*** Data records ***

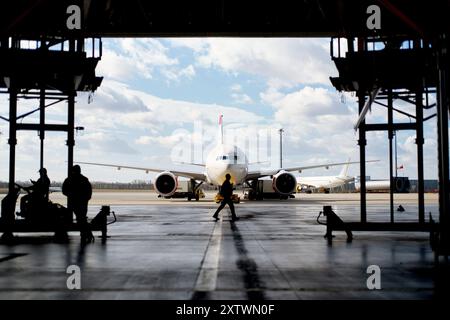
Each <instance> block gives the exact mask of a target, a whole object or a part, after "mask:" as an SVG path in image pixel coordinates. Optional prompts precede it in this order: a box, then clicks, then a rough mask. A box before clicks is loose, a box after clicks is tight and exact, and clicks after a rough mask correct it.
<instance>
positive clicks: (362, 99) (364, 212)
mask: <svg viewBox="0 0 450 320" xmlns="http://www.w3.org/2000/svg"><path fill="white" fill-rule="evenodd" d="M358 104H359V113H361V111H362V109H363V108H364V104H365V99H364V91H363V90H361V89H360V91H359V92H358ZM365 126H366V120H363V121H362V122H361V123H360V125H359V129H358V132H359V139H358V145H359V175H360V180H359V185H360V187H359V193H360V202H361V222H363V223H365V222H367V208H366V143H367V141H366V130H365Z"/></svg>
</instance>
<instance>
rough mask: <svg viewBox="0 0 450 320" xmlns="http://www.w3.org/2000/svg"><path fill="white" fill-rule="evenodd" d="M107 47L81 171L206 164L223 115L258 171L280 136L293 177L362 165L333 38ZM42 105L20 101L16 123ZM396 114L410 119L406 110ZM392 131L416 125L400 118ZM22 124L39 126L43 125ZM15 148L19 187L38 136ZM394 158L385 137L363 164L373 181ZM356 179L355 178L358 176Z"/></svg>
mask: <svg viewBox="0 0 450 320" xmlns="http://www.w3.org/2000/svg"><path fill="white" fill-rule="evenodd" d="M103 44H104V48H103V49H104V50H103V58H102V61H101V62H100V63H99V66H98V68H97V74H98V75H101V76H104V77H105V78H104V80H103V83H102V86H101V87H100V88H99V90H98V91H97V92H96V93H95V94H94V97H93V98H94V99H93V101H92V102H91V103H88V96H87V94H79V96H78V97H77V107H76V125H78V126H83V127H85V130H84V131H83V132H82V133H80V134H78V135H77V136H76V148H75V159H76V160H79V161H92V162H105V163H119V164H128V165H136V166H146V167H157V168H164V169H170V168H177V167H179V166H180V164H179V160H186V159H187V160H189V159H190V160H195V162H200V161H201V160H202V155H201V153H202V150H203V152H204V153H206V152H207V151H208V148H209V147H210V146H211V145H212V143H213V142H214V141H215V140H216V136H217V125H216V124H217V118H218V115H219V114H224V122H225V124H226V127H225V132H226V133H227V137H228V138H229V139H231V141H234V142H236V143H238V144H240V145H242V148H244V149H246V151H247V152H248V153H249V155H248V156H249V158H250V160H251V161H256V160H257V159H258V160H260V161H261V160H265V161H267V162H266V163H264V164H262V165H263V166H272V167H274V166H276V165H277V164H278V161H279V160H278V151H277V150H278V135H277V133H276V132H277V130H278V129H279V128H281V127H282V128H284V130H285V134H284V164H285V165H286V166H298V165H310V164H316V163H326V162H336V161H339V162H340V161H346V160H347V159H348V158H349V157H351V158H352V159H354V160H357V159H358V148H357V134H356V133H355V131H354V130H353V129H352V127H353V124H354V122H355V120H356V118H357V113H356V103H355V101H356V100H355V98H354V97H352V95H351V94H345V95H342V94H340V93H338V92H336V91H335V90H334V88H333V87H332V86H331V84H330V82H329V78H328V77H329V76H332V75H336V74H337V71H336V70H335V67H334V64H333V62H332V61H331V59H330V57H329V39H289V38H283V39H247V38H245V39H239V38H202V39H184V38H182V39H104V40H103ZM0 104H1V105H3V107H2V108H1V110H2V111H1V114H2V115H4V116H5V115H6V113H7V104H8V101H7V97H6V95H3V96H2V97H0ZM36 104H37V101H23V100H21V101H20V102H19V114H20V113H23V112H26V111H27V110H30V109H31V108H33V107H35V106H36ZM396 106H397V107H398V108H401V109H403V110H409V111H410V112H413V110H414V107H410V106H407V105H405V104H404V103H401V102H396ZM47 112H48V119H49V122H62V121H64V119H66V113H65V106H64V105H56V106H54V107H51V108H49V109H48V111H47ZM431 112H433V110H431V111H429V112H428V111H427V112H426V115H428V114H430V113H431ZM367 119H368V121H370V122H381V121H385V119H386V110H385V109H383V108H382V107H374V108H373V109H372V112H371V113H370V114H369V116H368V118H367ZM396 120H397V121H409V119H408V118H406V117H404V116H396ZM26 121H27V122H31V121H36V117H35V116H31V117H29V119H27V120H26ZM435 128H436V126H435V119H432V120H430V121H428V123H427V124H426V126H425V138H426V140H425V141H426V142H425V177H426V178H428V179H433V178H436V139H435ZM0 130H1V132H2V135H0V152H1V156H0V162H1V163H0V164H1V168H0V179H1V180H7V177H8V170H7V168H8V145H7V132H8V129H7V123H6V122H2V123H0ZM257 133H258V134H260V138H259V139H260V144H261V141H265V142H266V143H264V146H269V149H267V148H263V147H261V145H260V147H261V152H260V154H259V155H258V156H257V155H256V150H255V148H254V145H255V137H256V134H257ZM414 138H415V137H414V135H413V132H412V131H411V132H408V131H406V132H401V133H399V135H398V153H399V160H398V163H399V165H400V164H403V165H404V168H405V169H404V170H403V171H401V175H405V176H409V177H411V178H414V177H416V170H417V169H416V166H415V159H416V158H415V157H416V156H415V148H416V147H415V144H414ZM65 139H66V137H65V136H64V134H62V133H52V134H49V135H48V138H47V140H46V144H47V146H46V150H45V159H46V160H45V165H46V167H47V168H48V170H49V176H50V178H51V179H52V180H62V179H64V177H65V172H66V170H65V165H66V163H65V161H66V156H67V154H66V148H65ZM18 140H19V145H18V154H17V179H18V180H27V179H29V178H35V177H36V175H37V172H36V171H37V170H38V166H39V157H38V155H39V139H38V137H37V134H36V133H35V132H21V133H20V134H19V137H18ZM202 145H203V147H202ZM252 146H253V147H252ZM194 149H195V152H194V153H192V150H194ZM266 149H267V150H266ZM387 151H388V144H387V136H386V134H385V133H370V134H369V135H368V146H367V152H368V158H370V159H380V160H381V162H380V163H376V164H370V165H368V174H369V175H371V176H372V177H373V178H385V177H386V176H387V175H388V162H387V161H388V158H387ZM186 152H188V153H189V152H191V154H186ZM180 155H181V156H180ZM204 158H206V156H205V155H203V159H204ZM183 167H185V166H183ZM83 171H84V172H85V173H86V175H87V176H88V177H89V178H90V179H91V180H97V181H124V182H126V181H132V180H135V179H138V180H142V179H151V178H152V177H153V175H152V174H145V173H143V172H138V171H127V170H120V171H117V170H113V169H111V168H98V167H83ZM339 171H340V169H339V168H335V169H330V170H328V171H327V170H324V169H320V170H312V171H305V172H303V173H302V174H303V175H313V174H317V175H322V174H323V175H329V174H334V173H337V172H339ZM350 173H351V174H353V175H358V168H357V166H354V167H352V168H351V169H350Z"/></svg>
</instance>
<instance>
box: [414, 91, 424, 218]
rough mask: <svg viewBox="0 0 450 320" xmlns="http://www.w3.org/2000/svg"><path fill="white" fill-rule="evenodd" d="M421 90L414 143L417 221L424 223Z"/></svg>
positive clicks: (423, 196)
mask: <svg viewBox="0 0 450 320" xmlns="http://www.w3.org/2000/svg"><path fill="white" fill-rule="evenodd" d="M422 99H423V91H422V87H420V88H418V90H417V92H416V144H417V197H418V199H417V203H418V207H419V223H425V200H424V192H425V188H424V182H423V179H424V177H423V144H424V139H423V100H422Z"/></svg>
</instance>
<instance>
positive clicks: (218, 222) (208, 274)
mask: <svg viewBox="0 0 450 320" xmlns="http://www.w3.org/2000/svg"><path fill="white" fill-rule="evenodd" d="M221 242H222V219H220V220H219V221H217V222H216V223H215V224H214V229H213V232H212V234H211V238H210V239H209V243H208V248H207V249H206V252H205V256H204V257H203V261H202V266H201V268H200V273H199V274H198V277H197V282H196V284H195V289H194V290H195V291H197V292H208V291H214V290H215V289H216V283H217V274H218V271H219V258H220V244H221Z"/></svg>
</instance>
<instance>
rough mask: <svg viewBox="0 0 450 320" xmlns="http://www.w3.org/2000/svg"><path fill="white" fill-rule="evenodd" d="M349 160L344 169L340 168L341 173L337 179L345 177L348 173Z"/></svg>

*** End of Data records ***

* Task to complete:
Return, exactly and without additions, the lines that run from the one containing "90L414 143L417 221L424" to the end of the material above.

* Exercise answer:
rough mask: <svg viewBox="0 0 450 320" xmlns="http://www.w3.org/2000/svg"><path fill="white" fill-rule="evenodd" d="M421 90L414 143L417 221L424 223Z"/></svg>
positive clicks: (423, 196)
mask: <svg viewBox="0 0 450 320" xmlns="http://www.w3.org/2000/svg"><path fill="white" fill-rule="evenodd" d="M422 99H423V91H422V87H420V88H418V90H417V92H416V144H417V197H418V199H417V203H418V207H419V223H425V200H424V192H425V188H424V182H423V179H424V177H423V144H424V139H423V100H422Z"/></svg>
</instance>
<instance>
positive clicks: (218, 222) (208, 274)
mask: <svg viewBox="0 0 450 320" xmlns="http://www.w3.org/2000/svg"><path fill="white" fill-rule="evenodd" d="M221 242H222V219H220V220H219V221H217V222H216V223H215V224H214V229H213V232H212V234H211V238H210V239H209V243H208V248H207V249H206V252H205V256H204V257H203V261H202V266H201V268H200V273H199V274H198V277H197V282H196V284H195V289H194V290H195V291H197V292H208V291H214V290H215V289H216V283H217V274H218V271H219V258H220V244H221Z"/></svg>
</instance>
<instance>
rough mask: <svg viewBox="0 0 450 320" xmlns="http://www.w3.org/2000/svg"><path fill="white" fill-rule="evenodd" d="M349 160L344 169L340 168L341 173L337 179L345 177L348 173Z"/></svg>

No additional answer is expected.